[About this task]
Only the images are to be dropped; the records themselves must be repeated exactly.

- - -

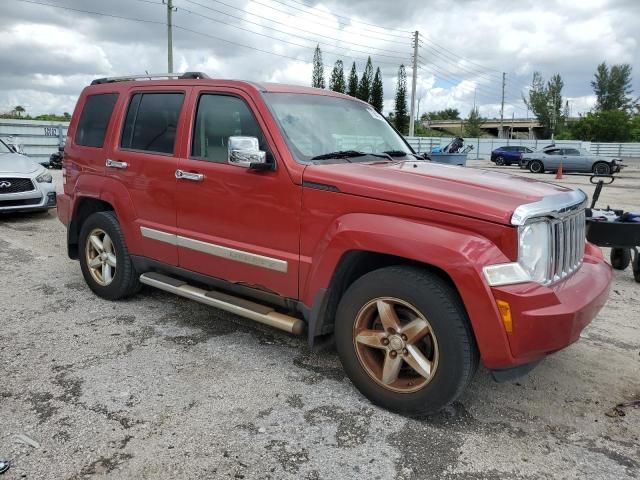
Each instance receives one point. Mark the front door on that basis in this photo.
(145, 162)
(234, 223)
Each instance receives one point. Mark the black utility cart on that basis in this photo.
(622, 236)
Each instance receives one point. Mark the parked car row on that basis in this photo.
(551, 157)
(24, 184)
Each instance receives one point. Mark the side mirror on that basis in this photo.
(245, 152)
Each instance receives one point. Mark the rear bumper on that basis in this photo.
(548, 319)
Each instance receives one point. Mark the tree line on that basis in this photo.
(367, 87)
(615, 117)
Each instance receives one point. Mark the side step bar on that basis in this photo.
(239, 306)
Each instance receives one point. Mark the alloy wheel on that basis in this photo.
(101, 257)
(395, 345)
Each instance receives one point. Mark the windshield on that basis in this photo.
(315, 125)
(4, 148)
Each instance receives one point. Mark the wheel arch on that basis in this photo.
(85, 207)
(453, 254)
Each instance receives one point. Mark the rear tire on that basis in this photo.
(104, 258)
(601, 168)
(536, 166)
(620, 258)
(448, 347)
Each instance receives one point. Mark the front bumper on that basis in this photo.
(43, 197)
(549, 318)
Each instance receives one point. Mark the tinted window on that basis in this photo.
(219, 117)
(152, 122)
(94, 119)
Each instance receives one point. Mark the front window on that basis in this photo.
(316, 125)
(4, 148)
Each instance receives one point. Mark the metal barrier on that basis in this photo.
(482, 147)
(38, 138)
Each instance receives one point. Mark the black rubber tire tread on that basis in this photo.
(597, 164)
(441, 305)
(535, 162)
(620, 258)
(125, 282)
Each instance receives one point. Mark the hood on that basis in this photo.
(492, 196)
(15, 163)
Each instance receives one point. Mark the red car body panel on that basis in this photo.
(454, 219)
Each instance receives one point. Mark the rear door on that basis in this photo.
(234, 223)
(145, 161)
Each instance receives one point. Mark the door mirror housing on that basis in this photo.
(245, 152)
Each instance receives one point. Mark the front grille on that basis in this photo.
(567, 245)
(20, 203)
(16, 185)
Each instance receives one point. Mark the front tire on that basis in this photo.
(405, 341)
(536, 166)
(104, 258)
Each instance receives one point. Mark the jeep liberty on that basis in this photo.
(303, 209)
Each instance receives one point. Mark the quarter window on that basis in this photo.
(151, 122)
(219, 117)
(94, 119)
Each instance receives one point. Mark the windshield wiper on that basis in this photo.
(339, 154)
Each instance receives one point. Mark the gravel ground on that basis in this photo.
(161, 387)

- - -

[Reply to the task]
Each instance receives one point. Mark the front door on that basis in this photo.
(145, 162)
(234, 223)
Each instance receives one point. Mark the black utility cart on that basis in this photo.
(622, 236)
Each instance receives one point. Mark the parked car row on that basis in this photo.
(551, 157)
(24, 184)
Each instance receives one point. Mark the side mirror on that basis in this photo.
(245, 152)
Each instance receives one point. Mark the rear bumper on that basis in this photo.
(548, 319)
Each instance receives one point. Mark the tree line on that basis in this photo.
(367, 87)
(615, 117)
Each instance receives one point. Mark the side step bar on that basis in this photo.
(239, 306)
Each instance receives one point. Mark the alloy wheel on that basis in this photo.
(101, 257)
(395, 345)
Each instance receives one point. Mark the windshield on that basis in this photo.
(315, 125)
(4, 148)
Each instance receives one point. Mark the wheel arch on that basis in this photo.
(85, 207)
(453, 254)
Each instance receives one point. Mark the rear tire on that basis in this photo.
(104, 258)
(601, 168)
(536, 166)
(620, 258)
(448, 347)
Each instance receives one point. Mark the front bumper on that basis in this photo.
(43, 197)
(549, 318)
Each instance receives one point. Mark the tinted window on that basis in this photo.
(219, 117)
(152, 122)
(94, 119)
Each instance receives one point. Mark the front window on that basis in this photo.
(316, 125)
(4, 148)
Each instance receives one point. Mark the metal barrier on that basis in this photo.
(482, 147)
(38, 138)
Each instance receives one point. Mark the black rubber tire tread on that basis in this photo.
(597, 164)
(441, 305)
(535, 162)
(620, 258)
(125, 282)
Each instance receives one point. Mark the hood on that basis in this photo.
(492, 196)
(15, 163)
Each instance receives one point. Mark the red car body panel on that basis in this photo.
(454, 219)
Each instance receives one point. Mark the rear door on that basis in this photo.
(234, 223)
(145, 161)
Each instance receives one point. Mark the door mirror housing on that basis in this photo.
(245, 152)
Each instance receives one point. Mark the front grille on that basis in this photo.
(567, 245)
(20, 203)
(16, 185)
Each instance receives one point. Mark the front tire on that basis in this photo.
(405, 341)
(536, 166)
(104, 258)
Each instance receives one point. Mark the jeep liberty on that basis in this photo.
(303, 209)
Each instance receives one point. Mark the quarter window on that basis in this photo.
(151, 122)
(219, 117)
(94, 119)
Each instance receives one point. Mark the windshield wiper on that basis in this photo.
(339, 154)
Each instance receives one point. Mark the gravel ground on that basis in this photo.
(161, 387)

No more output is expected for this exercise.